Top of Exercise input

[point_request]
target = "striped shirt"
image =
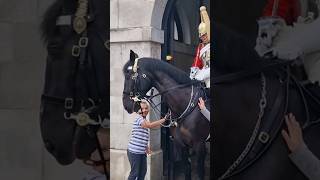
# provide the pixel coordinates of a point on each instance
(139, 137)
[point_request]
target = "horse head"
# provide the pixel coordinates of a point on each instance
(136, 83)
(268, 30)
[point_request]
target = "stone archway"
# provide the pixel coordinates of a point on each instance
(134, 25)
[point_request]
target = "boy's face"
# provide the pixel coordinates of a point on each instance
(144, 109)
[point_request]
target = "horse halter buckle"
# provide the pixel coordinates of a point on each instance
(83, 42)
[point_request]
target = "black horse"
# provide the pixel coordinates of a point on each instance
(76, 78)
(251, 97)
(180, 95)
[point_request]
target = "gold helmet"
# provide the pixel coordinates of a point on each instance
(204, 26)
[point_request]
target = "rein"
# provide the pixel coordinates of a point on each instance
(137, 96)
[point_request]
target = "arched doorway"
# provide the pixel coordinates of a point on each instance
(180, 25)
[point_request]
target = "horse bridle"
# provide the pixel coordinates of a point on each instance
(136, 95)
(301, 89)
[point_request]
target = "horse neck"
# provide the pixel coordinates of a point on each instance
(175, 98)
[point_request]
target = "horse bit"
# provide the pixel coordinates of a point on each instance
(135, 96)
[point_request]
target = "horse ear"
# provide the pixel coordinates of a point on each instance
(133, 56)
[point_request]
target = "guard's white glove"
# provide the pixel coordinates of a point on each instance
(193, 72)
(302, 38)
(268, 30)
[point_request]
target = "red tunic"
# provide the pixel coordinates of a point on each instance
(289, 10)
(197, 62)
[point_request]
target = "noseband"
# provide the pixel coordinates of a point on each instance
(135, 94)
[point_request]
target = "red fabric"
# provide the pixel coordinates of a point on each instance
(289, 10)
(197, 60)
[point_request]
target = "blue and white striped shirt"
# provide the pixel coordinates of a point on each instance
(139, 137)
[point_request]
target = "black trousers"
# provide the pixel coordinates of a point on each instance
(138, 163)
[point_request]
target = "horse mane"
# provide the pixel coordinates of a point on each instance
(48, 25)
(152, 65)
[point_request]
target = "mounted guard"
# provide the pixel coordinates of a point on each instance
(200, 69)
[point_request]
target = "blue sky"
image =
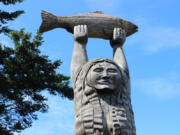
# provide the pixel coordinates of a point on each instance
(152, 54)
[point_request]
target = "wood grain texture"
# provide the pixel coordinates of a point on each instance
(99, 24)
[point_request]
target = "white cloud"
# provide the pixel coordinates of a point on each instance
(163, 88)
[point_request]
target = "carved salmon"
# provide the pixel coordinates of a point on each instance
(99, 24)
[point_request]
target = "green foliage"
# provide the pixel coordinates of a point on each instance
(8, 16)
(24, 74)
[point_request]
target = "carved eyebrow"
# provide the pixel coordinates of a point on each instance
(112, 69)
(99, 69)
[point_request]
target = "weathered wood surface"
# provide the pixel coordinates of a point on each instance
(99, 24)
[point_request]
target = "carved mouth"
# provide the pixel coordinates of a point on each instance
(103, 82)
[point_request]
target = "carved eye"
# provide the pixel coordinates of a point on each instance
(98, 70)
(111, 70)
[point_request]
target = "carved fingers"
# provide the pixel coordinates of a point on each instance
(81, 33)
(119, 37)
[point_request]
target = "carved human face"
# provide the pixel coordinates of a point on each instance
(104, 76)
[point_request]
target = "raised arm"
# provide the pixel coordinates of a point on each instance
(119, 37)
(79, 56)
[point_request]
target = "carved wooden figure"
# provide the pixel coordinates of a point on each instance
(101, 88)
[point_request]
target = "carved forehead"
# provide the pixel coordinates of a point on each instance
(104, 64)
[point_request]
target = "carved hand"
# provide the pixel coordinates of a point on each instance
(81, 34)
(119, 37)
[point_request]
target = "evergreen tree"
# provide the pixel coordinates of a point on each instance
(8, 16)
(24, 74)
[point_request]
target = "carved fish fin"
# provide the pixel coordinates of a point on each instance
(98, 12)
(49, 21)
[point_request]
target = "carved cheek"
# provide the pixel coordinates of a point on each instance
(93, 77)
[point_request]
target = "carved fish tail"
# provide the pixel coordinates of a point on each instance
(49, 21)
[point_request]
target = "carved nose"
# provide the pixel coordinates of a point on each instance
(105, 75)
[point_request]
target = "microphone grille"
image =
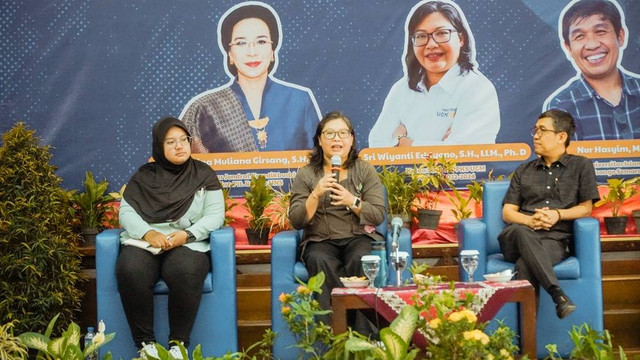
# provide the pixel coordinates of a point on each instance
(336, 160)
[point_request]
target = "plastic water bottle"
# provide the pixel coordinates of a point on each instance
(379, 248)
(88, 338)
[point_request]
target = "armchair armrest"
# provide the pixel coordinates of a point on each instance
(472, 235)
(223, 259)
(586, 233)
(284, 250)
(107, 250)
(404, 244)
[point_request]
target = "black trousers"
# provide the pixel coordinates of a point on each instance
(336, 258)
(534, 252)
(184, 271)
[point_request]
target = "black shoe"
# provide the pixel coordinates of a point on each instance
(564, 306)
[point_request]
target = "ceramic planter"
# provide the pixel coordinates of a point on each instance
(636, 218)
(89, 236)
(615, 225)
(257, 238)
(429, 219)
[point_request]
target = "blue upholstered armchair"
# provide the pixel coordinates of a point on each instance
(216, 324)
(580, 275)
(286, 267)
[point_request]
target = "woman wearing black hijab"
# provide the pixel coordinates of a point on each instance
(172, 204)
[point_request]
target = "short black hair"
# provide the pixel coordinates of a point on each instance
(316, 157)
(585, 8)
(252, 11)
(562, 122)
(415, 71)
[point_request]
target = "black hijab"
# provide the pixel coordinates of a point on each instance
(162, 191)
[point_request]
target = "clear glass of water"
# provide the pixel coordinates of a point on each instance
(469, 262)
(399, 264)
(370, 266)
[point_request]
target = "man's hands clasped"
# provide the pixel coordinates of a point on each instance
(544, 219)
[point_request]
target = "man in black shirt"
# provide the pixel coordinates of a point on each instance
(544, 197)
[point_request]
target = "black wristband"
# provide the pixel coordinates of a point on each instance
(190, 236)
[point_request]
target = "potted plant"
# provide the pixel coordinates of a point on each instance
(258, 197)
(39, 262)
(433, 178)
(277, 212)
(402, 189)
(460, 202)
(90, 207)
(619, 191)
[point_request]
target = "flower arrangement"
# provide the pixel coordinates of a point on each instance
(433, 176)
(460, 202)
(299, 310)
(402, 188)
(619, 191)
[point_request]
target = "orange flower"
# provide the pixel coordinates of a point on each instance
(476, 335)
(434, 323)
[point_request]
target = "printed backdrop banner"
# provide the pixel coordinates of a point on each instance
(92, 78)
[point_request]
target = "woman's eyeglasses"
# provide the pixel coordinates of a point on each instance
(330, 134)
(184, 141)
(259, 44)
(421, 38)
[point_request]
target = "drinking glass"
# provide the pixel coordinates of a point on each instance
(469, 261)
(399, 263)
(370, 266)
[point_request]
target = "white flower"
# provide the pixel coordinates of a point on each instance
(98, 339)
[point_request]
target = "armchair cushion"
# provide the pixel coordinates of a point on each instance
(215, 327)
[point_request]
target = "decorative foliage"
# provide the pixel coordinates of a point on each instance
(619, 191)
(402, 189)
(258, 197)
(39, 260)
(10, 346)
(230, 203)
(453, 330)
(66, 347)
(589, 344)
(299, 310)
(460, 202)
(475, 187)
(91, 205)
(277, 212)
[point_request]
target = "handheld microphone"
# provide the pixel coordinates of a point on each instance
(336, 161)
(396, 225)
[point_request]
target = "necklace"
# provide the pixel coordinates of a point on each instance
(261, 132)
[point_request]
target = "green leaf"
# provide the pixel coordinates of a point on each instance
(395, 346)
(405, 324)
(35, 341)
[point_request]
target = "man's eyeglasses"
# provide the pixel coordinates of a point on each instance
(421, 38)
(540, 131)
(259, 44)
(184, 141)
(330, 134)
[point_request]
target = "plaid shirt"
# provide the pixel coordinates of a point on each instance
(596, 118)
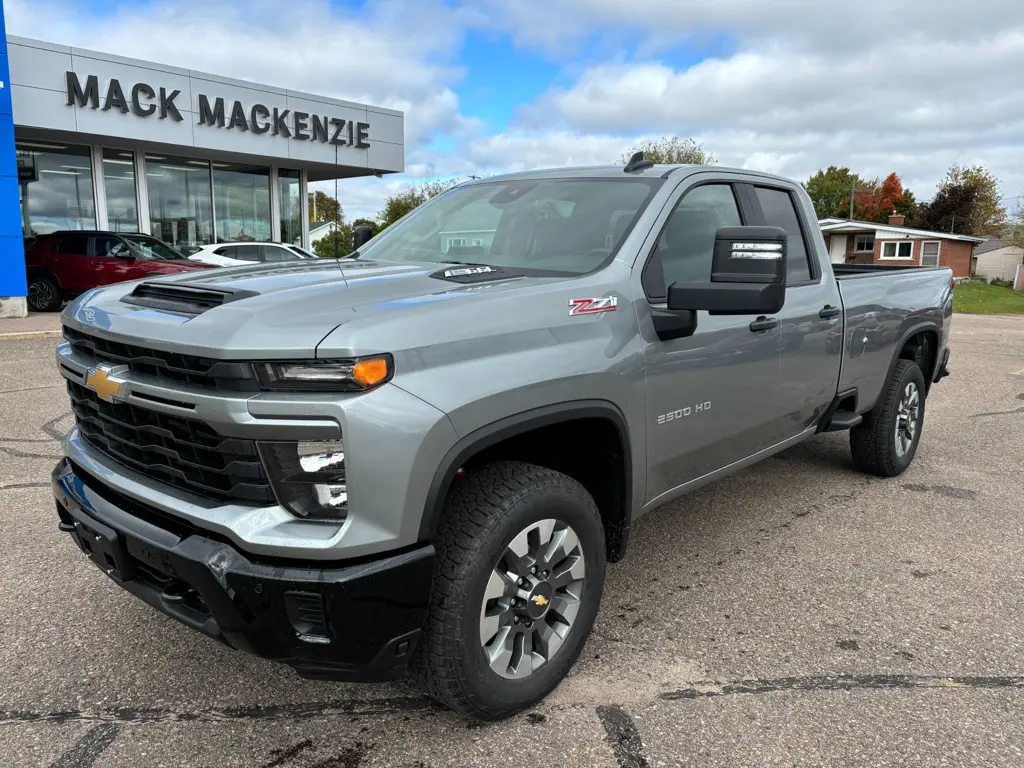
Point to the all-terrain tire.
(873, 441)
(482, 514)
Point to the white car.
(232, 254)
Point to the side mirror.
(748, 274)
(361, 236)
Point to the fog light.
(308, 477)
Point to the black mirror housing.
(361, 236)
(748, 274)
(750, 254)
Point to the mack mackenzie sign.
(144, 100)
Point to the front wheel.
(521, 559)
(887, 440)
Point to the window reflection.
(119, 182)
(242, 195)
(180, 201)
(292, 207)
(55, 187)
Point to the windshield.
(153, 249)
(567, 226)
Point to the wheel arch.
(615, 515)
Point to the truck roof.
(615, 170)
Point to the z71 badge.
(592, 306)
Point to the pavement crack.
(624, 736)
(842, 683)
(298, 711)
(88, 748)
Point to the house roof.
(848, 225)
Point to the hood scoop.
(469, 273)
(183, 299)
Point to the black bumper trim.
(372, 615)
(942, 370)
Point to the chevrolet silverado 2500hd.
(422, 456)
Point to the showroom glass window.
(242, 201)
(291, 207)
(55, 184)
(119, 182)
(180, 201)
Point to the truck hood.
(276, 310)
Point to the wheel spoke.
(521, 664)
(568, 570)
(499, 650)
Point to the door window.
(778, 210)
(77, 246)
(246, 253)
(687, 243)
(273, 253)
(104, 246)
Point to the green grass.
(979, 298)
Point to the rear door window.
(76, 246)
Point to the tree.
(829, 189)
(402, 202)
(672, 151)
(967, 203)
(325, 208)
(336, 245)
(366, 222)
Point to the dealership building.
(98, 141)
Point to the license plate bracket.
(101, 544)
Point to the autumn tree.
(672, 151)
(409, 199)
(967, 203)
(829, 189)
(325, 208)
(336, 245)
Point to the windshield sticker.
(592, 306)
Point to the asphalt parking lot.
(797, 614)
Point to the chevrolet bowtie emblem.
(102, 383)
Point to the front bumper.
(357, 622)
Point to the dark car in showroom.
(64, 264)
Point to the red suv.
(64, 264)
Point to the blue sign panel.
(11, 245)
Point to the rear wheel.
(44, 294)
(886, 441)
(521, 559)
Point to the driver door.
(711, 396)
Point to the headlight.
(351, 375)
(308, 477)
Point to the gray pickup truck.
(421, 457)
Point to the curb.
(18, 335)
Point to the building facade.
(112, 143)
(864, 242)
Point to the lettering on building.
(144, 100)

Bottom of Exercise input

• [Task goal] Check every line of the data and give the number of them that hold the string "water", with no other words.

• [Output of the exercise] 2